Set of tasks:
1 - In the evangelism article, what does the equation say gospel doctrine minus gospel culture equals?
2 - Extend the evangelism article, picking up after its final sentence.

Page excerpt:
________________________________________
It’s not too late to join us at our 2019 National Conference, April 1 to 3 in Indianapolis. You can browse the complete list of 74 speakers and 58 talks. The conference is fast-approaching, so register soon!
The priority of evangelism is incontrovertible according to the Bible. And yet, most Christians probably feel they don’t do enough of it.
Perhaps one reason is that we tend to think of evangelism as an individualistic endeavor. Yes, we must share the gospel as individuals. But exclusively lone-ranger evangelism is far from the biblical ideal.
While some people prioritize individual proclamation, others emphasize the importance of community in evangelism. Both are good ways of thinking. But we see the most evangelistic fruit when we merge the two together in the local church.
Anyone who has listened to or read Ray Ortlund probably, like me, has a barrel load of admiration for him. He’s said many things that have helped all of us—especially young church planters like myself. But nothing has stuck with me like the equation he wrote near the start of his little book The Gospel.
- Gospel doctrine – gospel culture = hypocrisy
- Gospel culture – gospel doctrine = fragility
- Gospel doctrine + gospel culture = power
I’ve found that equation immensely helpful as I’ve led our young church plant. If we proclaim the gospel but fail to live it out, we’ll become hypocritical: people who talk the talk but don’t walk the walk. Conversely, if we live out the gospel but don’t proclaim its truth, we’ll become fragile: people who jump from the latest fad to the next. But if we both speak and embody the gospel, we’ll be a church through whom others can both hear and experience the good news of God’s grace in Jesus. And when that happens, it’s powerful.
Therefore, when thinking about how we do evangelism, we must begin with doctrine. Our church plant is part of Acts 29, which means we’re convinced God’s people are at the heart of God’s mission. In other words, the church is central to what God means to achieve in the world.
________________________________________
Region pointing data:
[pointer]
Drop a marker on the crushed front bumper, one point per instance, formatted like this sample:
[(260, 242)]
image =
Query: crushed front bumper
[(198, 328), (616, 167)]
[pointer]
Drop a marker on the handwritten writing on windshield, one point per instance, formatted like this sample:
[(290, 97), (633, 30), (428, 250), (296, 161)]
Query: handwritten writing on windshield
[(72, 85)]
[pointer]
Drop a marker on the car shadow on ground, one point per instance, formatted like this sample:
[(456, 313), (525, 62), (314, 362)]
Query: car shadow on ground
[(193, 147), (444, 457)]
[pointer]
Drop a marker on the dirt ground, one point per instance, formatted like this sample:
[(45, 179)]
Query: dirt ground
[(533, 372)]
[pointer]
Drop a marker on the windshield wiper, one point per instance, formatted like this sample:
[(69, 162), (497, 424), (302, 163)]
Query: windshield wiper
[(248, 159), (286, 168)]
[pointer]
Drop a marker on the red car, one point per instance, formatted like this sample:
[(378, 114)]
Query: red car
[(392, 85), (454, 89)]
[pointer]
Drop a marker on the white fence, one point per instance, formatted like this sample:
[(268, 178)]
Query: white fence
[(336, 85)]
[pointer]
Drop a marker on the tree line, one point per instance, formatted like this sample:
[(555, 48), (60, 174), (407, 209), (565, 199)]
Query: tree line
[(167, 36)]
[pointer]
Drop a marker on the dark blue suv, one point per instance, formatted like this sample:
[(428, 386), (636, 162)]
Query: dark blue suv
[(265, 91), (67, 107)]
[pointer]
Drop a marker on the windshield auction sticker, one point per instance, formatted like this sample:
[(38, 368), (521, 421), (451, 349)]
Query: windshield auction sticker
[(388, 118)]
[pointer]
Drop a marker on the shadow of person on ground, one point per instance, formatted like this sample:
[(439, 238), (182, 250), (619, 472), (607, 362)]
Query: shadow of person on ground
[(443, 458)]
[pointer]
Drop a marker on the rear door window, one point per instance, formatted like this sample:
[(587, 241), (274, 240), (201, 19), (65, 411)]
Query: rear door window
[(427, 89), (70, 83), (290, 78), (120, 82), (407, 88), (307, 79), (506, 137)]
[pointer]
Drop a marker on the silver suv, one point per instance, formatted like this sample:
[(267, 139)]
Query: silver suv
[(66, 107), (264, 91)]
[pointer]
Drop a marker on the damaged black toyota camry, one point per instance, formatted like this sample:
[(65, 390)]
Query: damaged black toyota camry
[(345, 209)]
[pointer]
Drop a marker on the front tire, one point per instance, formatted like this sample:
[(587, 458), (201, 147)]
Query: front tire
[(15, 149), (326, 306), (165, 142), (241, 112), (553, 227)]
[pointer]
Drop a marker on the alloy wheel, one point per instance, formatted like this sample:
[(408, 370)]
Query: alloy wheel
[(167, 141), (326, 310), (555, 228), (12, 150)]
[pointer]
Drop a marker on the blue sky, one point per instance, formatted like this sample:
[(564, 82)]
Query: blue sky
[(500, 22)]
________________________________________
Task-by-task results:
1 - Hypocrisy.

2 -
The church is central to what God means to achieve in the world.
Even the briefest biblical-theological overview shows this centrality. In Eden, God planted Adam and Eve to bear his image in creation (Gen. 1:27). In the Old Testament, he chose Israel to be his light to the nations (Isa. 49:6). In the New Testament, he purposed the church to proclaim his excellencies (1 Pet. 2:9). And in the new creation, his purified bride will display the radiance of his glory (Rev. 21:9–11).
From Genesis to Revelation, then, the Scriptures teach us that God makes himself known in his world through his people—plural.
We plant churches to that end. But as we do, we must guard against the rampant individualism of our day. If we’re not careful, our church plants will perpetuate the same kind of sinful self-centeredness we see all around us. And this can seep into our evangelism.
If it really is through our life together that God makes himself known, then we can’t settle for lone-ranger evangelism. Again, I’m well aware of the need for individuals to share the gospel in their everyday spheres of life. I’m emphatically not arguing against that need. But if we’re passionate about our unbelieving friends coming to know God, then our evangelism must be overwhelmingly corporate, not overwhelmingly individualistic.
If we’re passionate about our unbelieving friends coming to know God, then our evangelism must be overwhelmingly corporate.
And church plants can make that ambition a reality. Every church should begin with a specific evangelistic focus—to make Jesus known within a specific geographical area or, if overseas, among a specific people group.
As we plant churches, we’re not merely gathering a crowd to attend weekly services, nor are we gathering servants to run weekly programs. We’re gathering Christ’s ambassadors, who through their shared lives will represent their Savior to their neighbors and the nations.
So we share our dinner tables together. We wait at the school gates together. We serve our community together. We become regulars at the local coffee shop together. We have BBQs together. We watch sports together. We exercise together. We live our lives together so that our unbelieving friends might not just meet one Christian, but might meet the church.
In a gospel culture, church planting won’t allow for rampant individualism, especially not in the realm of evangelism. We’re not a bunch of individuals trying to talk about Jesus in isolation. Rather, we’re a chosen people through whom God intends to display his glory (1 Pet. 2:9–10). This truth transforms evangelism from whom I want to reach to whom we want to reach.
And when we live like that, it’s powerful. Our church recently saw an example of this power. About 18 months ago, one family in our church introduced a man to our church community. He’d never been to church in his life, but on the final Sunday of 2018, he professed faith in Christ.
When I asked him more about it, he said: “Through the church I’ve heard the gospel and it makes sense to me. But what convinces me it’s true is the community you share.” Through the doctrine of our church he heard the gospel message; through the culture of our church he saw the gospel’s truth; and through his salvation we experienced the gospel’s power.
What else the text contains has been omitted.